TEXTO ESCOLHIDO »
O Ministério Público Federal avalia que o esquema supostamente adotado pelo ex-presidente do Banco do Brasil e da Petrobrás Aldemir Bendine – preso nesta quinta-feira, 27, na Operação Cobra, fase 42 da Lava Jato – é ‘semelhante’ ao usado pelas maiores empreiteiras do País que formaram cartel de propinas na estatal petrolífera e se valeram de contratos de consultoria fraudulentos para justificar pagamentos milionários a políticos e ex-dirigentes da companhia.

Bendine foi preso em regime temporário por cinco dias, inicialmente, por suspeita de recebimento de R$ 3 milhões em propinas da Odebrecht. Ele está recolhido em uma cela da Superintendência da Polícia Federal em Curitiba, base da Lava Jato. A PF também prendeu, por ordem do juiz federal Sérgio Moro, os irmãos publicitários Antonio Carlos e André Gustavo Vieira Junior, apontados como ‘profissionais da lavagem de dinheiro’ e operadores financeiros de Bendine.

Os investigadores suspeitam que André Gustavo forjou contrato de consultoria da MP Marketing, Planejamento e Sistema de Informação Ltda – supostamente de fachada e da qual ele é sócio – com a Odebrecht para tentar ‘justificar’ o recebimento dos R$ 3 milhões que teriam sido destinados a Bendine.

TAREFAS E EXERCÍCIOS »
1. Responda com base na notícia sobre a prisão de Bendine:
(a) Por quantos dias, de início, Bendine ficou preso?
(b) Em que cidade fica a Superintendência da Polícia Federal onde ele está?
(c) De qual empresa André Gustavo é sócio?
2. Retome a notícia sobre a prisão de Bendine logo depois da última frase e escreva a continuação.

DADOS REGISTRADOS »
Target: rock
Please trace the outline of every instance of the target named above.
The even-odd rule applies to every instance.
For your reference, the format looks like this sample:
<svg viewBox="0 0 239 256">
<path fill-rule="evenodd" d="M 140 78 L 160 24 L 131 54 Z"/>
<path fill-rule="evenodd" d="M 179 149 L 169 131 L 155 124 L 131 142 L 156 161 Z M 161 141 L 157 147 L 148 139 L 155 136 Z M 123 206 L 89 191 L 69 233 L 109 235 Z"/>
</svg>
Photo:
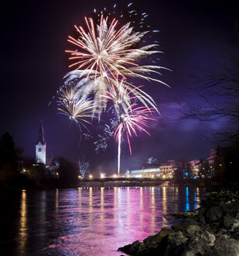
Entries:
<svg viewBox="0 0 239 256">
<path fill-rule="evenodd" d="M 118 251 L 124 251 L 125 254 L 130 255 L 138 255 L 142 250 L 142 243 L 139 240 L 135 241 L 132 244 L 128 244 L 123 247 L 118 248 Z"/>
<path fill-rule="evenodd" d="M 239 242 L 235 239 L 217 239 L 215 246 L 206 255 L 213 256 L 238 256 Z"/>
<path fill-rule="evenodd" d="M 186 233 L 189 226 L 199 226 L 199 223 L 194 219 L 185 219 L 180 223 L 172 225 L 171 229 L 176 232 L 181 231 L 182 233 Z"/>
<path fill-rule="evenodd" d="M 196 254 L 197 254 L 197 252 L 195 251 L 194 250 L 192 250 L 191 248 L 186 248 L 183 251 L 181 256 L 195 256 Z"/>
<path fill-rule="evenodd" d="M 200 226 L 196 225 L 189 225 L 186 229 L 186 233 L 189 236 L 194 235 L 197 231 L 200 230 Z"/>
<path fill-rule="evenodd" d="M 206 215 L 210 222 L 220 220 L 223 217 L 222 208 L 220 206 L 212 206 L 206 211 Z"/>
<path fill-rule="evenodd" d="M 171 233 L 162 240 L 160 247 L 157 248 L 157 254 L 155 254 L 155 255 L 181 255 L 183 245 L 187 240 L 188 238 L 181 231 Z M 154 254 L 149 254 L 149 255 Z"/>
<path fill-rule="evenodd" d="M 147 247 L 155 247 L 155 244 L 157 244 L 162 240 L 162 239 L 167 235 L 174 233 L 174 231 L 170 229 L 163 228 L 161 231 L 160 231 L 155 236 L 149 236 L 146 239 L 143 240 L 143 244 Z"/>
<path fill-rule="evenodd" d="M 223 226 L 225 229 L 229 229 L 231 226 L 234 226 L 234 228 L 236 228 L 239 226 L 239 221 L 237 219 L 232 217 L 223 217 Z"/>
<path fill-rule="evenodd" d="M 188 243 L 188 247 L 192 248 L 196 253 L 204 254 L 209 247 L 214 245 L 215 236 L 207 230 L 199 231 L 192 237 Z"/>
<path fill-rule="evenodd" d="M 186 238 L 181 231 L 171 233 L 168 234 L 166 238 L 167 242 L 170 244 L 170 246 L 177 246 L 188 240 L 188 238 Z"/>
</svg>

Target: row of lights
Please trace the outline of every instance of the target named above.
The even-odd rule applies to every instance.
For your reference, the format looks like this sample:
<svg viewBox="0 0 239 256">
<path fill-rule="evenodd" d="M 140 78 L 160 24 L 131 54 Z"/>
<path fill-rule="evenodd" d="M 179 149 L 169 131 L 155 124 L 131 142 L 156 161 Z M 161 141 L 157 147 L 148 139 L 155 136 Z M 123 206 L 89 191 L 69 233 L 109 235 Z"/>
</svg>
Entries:
<svg viewBox="0 0 239 256">
<path fill-rule="evenodd" d="M 57 175 L 58 175 L 58 173 L 57 173 Z M 113 178 L 118 178 L 118 176 L 117 174 L 114 174 L 114 175 L 112 176 L 112 177 L 113 177 Z M 124 176 L 123 176 L 123 177 L 124 177 Z M 129 178 L 130 176 L 129 176 L 128 174 L 127 174 L 127 175 L 126 175 L 126 177 L 127 177 L 127 178 Z M 151 178 L 154 178 L 154 177 L 155 177 L 155 175 L 154 175 L 154 174 L 151 174 L 150 177 L 151 177 Z M 79 178 L 79 179 L 82 179 L 82 176 L 79 175 L 79 176 L 78 176 L 78 178 Z M 104 174 L 104 173 L 100 173 L 100 179 L 104 179 L 104 178 L 106 178 L 105 174 Z M 138 178 L 142 178 L 142 176 L 140 175 L 140 176 L 139 176 Z M 165 175 L 163 175 L 163 179 L 165 179 L 165 178 L 166 178 Z M 89 175 L 89 179 L 90 179 L 90 180 L 92 180 L 92 179 L 93 179 L 93 175 L 91 175 L 91 174 Z"/>
</svg>

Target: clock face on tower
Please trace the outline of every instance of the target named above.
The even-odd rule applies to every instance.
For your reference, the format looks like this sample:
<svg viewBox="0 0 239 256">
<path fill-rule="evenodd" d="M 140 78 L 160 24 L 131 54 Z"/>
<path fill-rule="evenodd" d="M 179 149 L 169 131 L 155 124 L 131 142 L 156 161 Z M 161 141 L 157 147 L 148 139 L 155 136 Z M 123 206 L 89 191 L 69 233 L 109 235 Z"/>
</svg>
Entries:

RESPOSTAS ESCRITAS »
1.
(a) Cinco dias.
(b) Curitiba.
(c) Da MP Marketing, Planejamento e Sistema de Informação Ltda.

2.
Para os investigadores, André Gustavo adotou ‘modus operandi’ aparentemente semelhante ao das construtoras, entre elas OAS, Camargo Corrêa e UTC, investigadas na 7.ª fase da Lava Jato.- a Operação Juízo final – que se valeram de notas fiscais ‘frias’ emitidas pelas empresas controladas pelo doleiro Alberto Youssef para tentar fazer prova de que os pagamentos de propina destinados ao esquema de corrupção na Diretoria de Abastecimento da Petrobrás eram, na verdade, remuneração de serviços de consultoria prestados pelo operador financeiro’.

A força-tarefa do Ministério Público Federal aponta, ainda ‘incontáveis outras incongruências e inconsistências’ na versão de André, em cuja residência, no Lago Sul, em Brasília, o empreiteiro e delator Marcelo Odebrecht se reuniu com Bendine para supostamente acertar a propina – inicialmente, dizem os investigadores, o ex-presidente da Petrobrás, exigia R$ 17 milhões, mas acabou aceitando reduzir a quantia em troca de ajudar a companhia na estatal, quando a Lava Jato já estava a pleno vapor e cercava as grandes construtoras do País.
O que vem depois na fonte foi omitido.